Objective
Copy the listing below word for word, line by line, and omit the pictures.

Extracted material

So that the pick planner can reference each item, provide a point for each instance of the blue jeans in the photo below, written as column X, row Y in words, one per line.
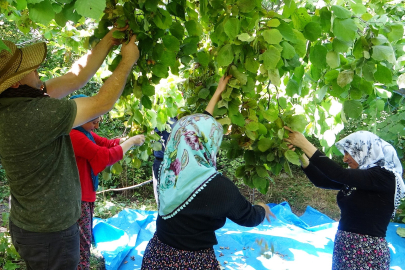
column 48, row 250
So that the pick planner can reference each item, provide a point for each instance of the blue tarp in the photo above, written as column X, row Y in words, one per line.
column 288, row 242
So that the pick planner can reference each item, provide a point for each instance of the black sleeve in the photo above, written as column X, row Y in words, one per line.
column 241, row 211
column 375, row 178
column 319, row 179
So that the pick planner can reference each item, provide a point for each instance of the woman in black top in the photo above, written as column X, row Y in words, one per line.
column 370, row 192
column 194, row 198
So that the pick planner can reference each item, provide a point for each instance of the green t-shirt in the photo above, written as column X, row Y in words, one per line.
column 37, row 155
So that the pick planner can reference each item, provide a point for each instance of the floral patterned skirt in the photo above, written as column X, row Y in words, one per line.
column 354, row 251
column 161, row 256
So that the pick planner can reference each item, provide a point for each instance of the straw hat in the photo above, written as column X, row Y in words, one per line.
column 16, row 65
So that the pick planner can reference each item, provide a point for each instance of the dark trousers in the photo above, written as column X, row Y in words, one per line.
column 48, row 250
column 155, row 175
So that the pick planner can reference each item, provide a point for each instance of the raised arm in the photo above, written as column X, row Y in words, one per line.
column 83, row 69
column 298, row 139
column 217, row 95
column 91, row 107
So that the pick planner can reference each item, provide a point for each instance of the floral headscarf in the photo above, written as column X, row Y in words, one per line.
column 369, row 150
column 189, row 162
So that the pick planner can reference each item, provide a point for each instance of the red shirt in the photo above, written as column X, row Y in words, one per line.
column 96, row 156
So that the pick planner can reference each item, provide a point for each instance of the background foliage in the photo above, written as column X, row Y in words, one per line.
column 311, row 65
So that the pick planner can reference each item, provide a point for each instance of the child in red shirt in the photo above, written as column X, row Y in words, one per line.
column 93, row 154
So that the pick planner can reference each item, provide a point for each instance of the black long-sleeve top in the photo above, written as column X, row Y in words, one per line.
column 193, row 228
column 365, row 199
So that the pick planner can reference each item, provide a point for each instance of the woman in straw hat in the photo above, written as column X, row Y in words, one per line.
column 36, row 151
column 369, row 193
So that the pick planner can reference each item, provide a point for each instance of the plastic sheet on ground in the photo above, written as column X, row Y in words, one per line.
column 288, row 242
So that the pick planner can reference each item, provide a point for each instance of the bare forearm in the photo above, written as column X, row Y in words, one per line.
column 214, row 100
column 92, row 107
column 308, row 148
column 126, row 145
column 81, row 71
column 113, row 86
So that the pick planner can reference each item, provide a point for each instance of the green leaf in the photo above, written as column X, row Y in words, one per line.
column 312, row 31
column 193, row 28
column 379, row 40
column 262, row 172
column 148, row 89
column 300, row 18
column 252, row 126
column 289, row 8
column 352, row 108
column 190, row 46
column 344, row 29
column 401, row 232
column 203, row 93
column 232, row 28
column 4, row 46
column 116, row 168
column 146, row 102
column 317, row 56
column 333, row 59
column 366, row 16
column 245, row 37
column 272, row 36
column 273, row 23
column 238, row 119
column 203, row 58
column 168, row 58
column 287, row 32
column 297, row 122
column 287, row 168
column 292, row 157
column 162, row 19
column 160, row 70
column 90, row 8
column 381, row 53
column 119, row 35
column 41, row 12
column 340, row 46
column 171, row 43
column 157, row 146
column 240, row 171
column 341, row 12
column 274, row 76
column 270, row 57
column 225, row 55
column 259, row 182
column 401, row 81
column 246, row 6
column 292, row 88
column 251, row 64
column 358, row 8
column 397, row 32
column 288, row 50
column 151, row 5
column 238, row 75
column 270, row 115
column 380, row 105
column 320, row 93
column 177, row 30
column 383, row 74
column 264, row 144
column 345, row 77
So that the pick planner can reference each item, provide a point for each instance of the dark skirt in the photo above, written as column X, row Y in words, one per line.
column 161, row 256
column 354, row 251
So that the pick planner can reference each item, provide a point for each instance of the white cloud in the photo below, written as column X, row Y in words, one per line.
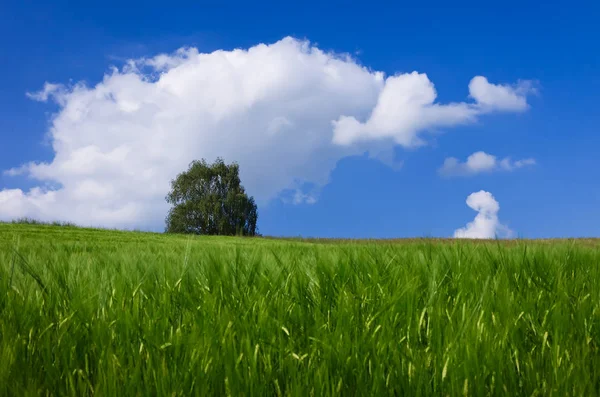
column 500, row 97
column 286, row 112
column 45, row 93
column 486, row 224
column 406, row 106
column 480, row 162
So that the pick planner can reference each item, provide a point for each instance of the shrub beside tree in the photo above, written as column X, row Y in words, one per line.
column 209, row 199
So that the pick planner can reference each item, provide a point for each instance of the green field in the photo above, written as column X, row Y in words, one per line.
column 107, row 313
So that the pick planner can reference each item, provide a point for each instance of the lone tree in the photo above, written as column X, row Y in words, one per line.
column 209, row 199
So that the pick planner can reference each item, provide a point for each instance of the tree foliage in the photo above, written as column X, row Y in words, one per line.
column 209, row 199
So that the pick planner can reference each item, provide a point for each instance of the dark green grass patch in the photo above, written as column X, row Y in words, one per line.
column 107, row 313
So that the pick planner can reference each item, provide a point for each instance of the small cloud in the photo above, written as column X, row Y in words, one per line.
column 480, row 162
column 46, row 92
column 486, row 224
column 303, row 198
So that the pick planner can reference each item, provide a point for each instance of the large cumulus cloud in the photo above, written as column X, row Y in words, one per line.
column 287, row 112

Final result
So that the pick planner can reference each item, provide a point for each instance of the blue jeans in the photo below, written as column X, row Y in words, one per line.
column 48, row 250
So that the pick planner can reference each item, provide a point for each instance of the blue tarp in the photo above, written as column X, row Y in words, one per line.
column 288, row 242
So that the pick planner can reference each item, provide a point for each instance of the black sleeve in the photo above, written as column X, row Y in words, one per line.
column 241, row 211
column 375, row 178
column 319, row 179
So that the pick planner can reference each item, provide a point for each instance of the woman in black top in the photo above, written as column X, row Y in words, one per line.
column 370, row 192
column 194, row 198
So that the pick planner can reference each item, provide a point for each instance of the green t-shirt in the photo above, written as column X, row Y in words, one per line.
column 37, row 155
So that the pick planner can reference each item, provide a point for each instance of the floral patterned skirt in the photo above, written as column X, row Y in words, one per line.
column 354, row 251
column 161, row 256
So that the pick planner can reference each item, provide a point for each instance of the straw hat in the photo above, written as column X, row Y in words, one per line.
column 16, row 65
So that the pick planner can reference each item, provide a point for each instance of the dark trousers in the photo above, written as column X, row Y in words, one per line.
column 48, row 250
column 155, row 175
So that the pick planner can reference each item, provide a point for each instance of the raised arm in the photo above, written as column X, row Y in words, one per line.
column 83, row 69
column 298, row 139
column 217, row 95
column 91, row 107
So that the pick planner can reference each item, provide a point for each instance of the floral headscarf in the photo above, written as column X, row Y in words, one per line.
column 369, row 150
column 189, row 162
So that the pick planner can reference each item, provide a point for each instance of the red shirt in the photo above, written as column X, row Y in words, one per line.
column 96, row 156
So that the pick planner can reference each item, provide a point for each instance of the background foliage in the photo above, written as column X, row Y in words, one per line.
column 311, row 65
So that the pick planner can reference each item, provide a point for each instance of the child in red shirt in the photo above, written as column X, row Y in words, one per line.
column 93, row 154
So that the pick planner can reference each item, provide a point for each instance of the black long-sleeve top in the photo above, written as column X, row Y in words, one per line.
column 193, row 228
column 365, row 199
So that the pick planner can reference each item, provide a point for each instance of the woman in straw hat in the photo above, written as column X, row Y in words, one per line.
column 36, row 151
column 369, row 193
So that the pick planner can reference each item, provide a point for each instance of the plastic sheet on ground in the photo above, written as column X, row Y in words, one per line.
column 288, row 242
So that the pick planner can reference each item, provide a point for each instance of the bare forearm in the photo above, written as column X, row Y in words, one per line.
column 214, row 100
column 92, row 107
column 308, row 148
column 126, row 145
column 81, row 71
column 113, row 86
So that the pick planner can reference each item, provide a point for each instance of the green leaf in the photo above, written as column X, row Y in words, one per line.
column 312, row 31
column 193, row 28
column 379, row 40
column 262, row 172
column 148, row 89
column 300, row 18
column 252, row 126
column 289, row 8
column 352, row 108
column 190, row 46
column 344, row 29
column 401, row 232
column 203, row 93
column 232, row 28
column 4, row 46
column 116, row 168
column 146, row 102
column 317, row 56
column 333, row 59
column 366, row 16
column 245, row 37
column 272, row 36
column 273, row 23
column 238, row 119
column 203, row 58
column 168, row 58
column 287, row 32
column 297, row 122
column 287, row 168
column 292, row 157
column 162, row 19
column 160, row 70
column 90, row 8
column 381, row 53
column 119, row 35
column 41, row 12
column 340, row 46
column 171, row 43
column 157, row 146
column 240, row 171
column 341, row 12
column 274, row 76
column 270, row 57
column 225, row 55
column 259, row 182
column 401, row 81
column 246, row 6
column 292, row 88
column 251, row 64
column 358, row 8
column 397, row 32
column 288, row 50
column 151, row 5
column 238, row 75
column 270, row 115
column 380, row 105
column 320, row 93
column 177, row 30
column 383, row 74
column 264, row 144
column 345, row 77
So that the pick planner can reference each item, provide a point for each instance of the dark skirt in the photo above, written as column X, row Y in words, one per line.
column 161, row 256
column 354, row 251
So that the pick planner can reference each item, provide a point for each instance of the white cloud in the photo below, written as column X, row Y in words, one per line.
column 500, row 97
column 286, row 112
column 45, row 93
column 486, row 224
column 406, row 106
column 480, row 162
So that the pick planner can reference each item, provide a point for each instance of the shrub beside tree in the photo above, written as column X, row Y in words, one per line.
column 209, row 199
So that the pick planner can reference each item, provide a point for each instance of the green field in the photo above, written as column X, row Y in words, one per line.
column 107, row 313
So that the pick planner can reference each item, provide a point for each instance of the lone tree in the photo above, written as column X, row Y in words, one per line.
column 209, row 199
So that the pick planner can reference each item, provide a point for each instance of the tree foliage in the photo above, written as column X, row Y in words, one per line.
column 209, row 199
So that the pick planner can reference each item, provide a point for each instance of the dark green grass patch in the photo above, written as column X, row Y in words, one per line.
column 107, row 313
So that the pick planner can reference each item, provide a point for each instance of the small cloud in the photo above, written as column X, row Y in words, one per line.
column 480, row 162
column 46, row 92
column 486, row 224
column 303, row 198
So that the pick planner can reference each item, provide a point for each instance of the large cumulus cloud in the photo above, written as column X, row Y in words, one per line.
column 287, row 112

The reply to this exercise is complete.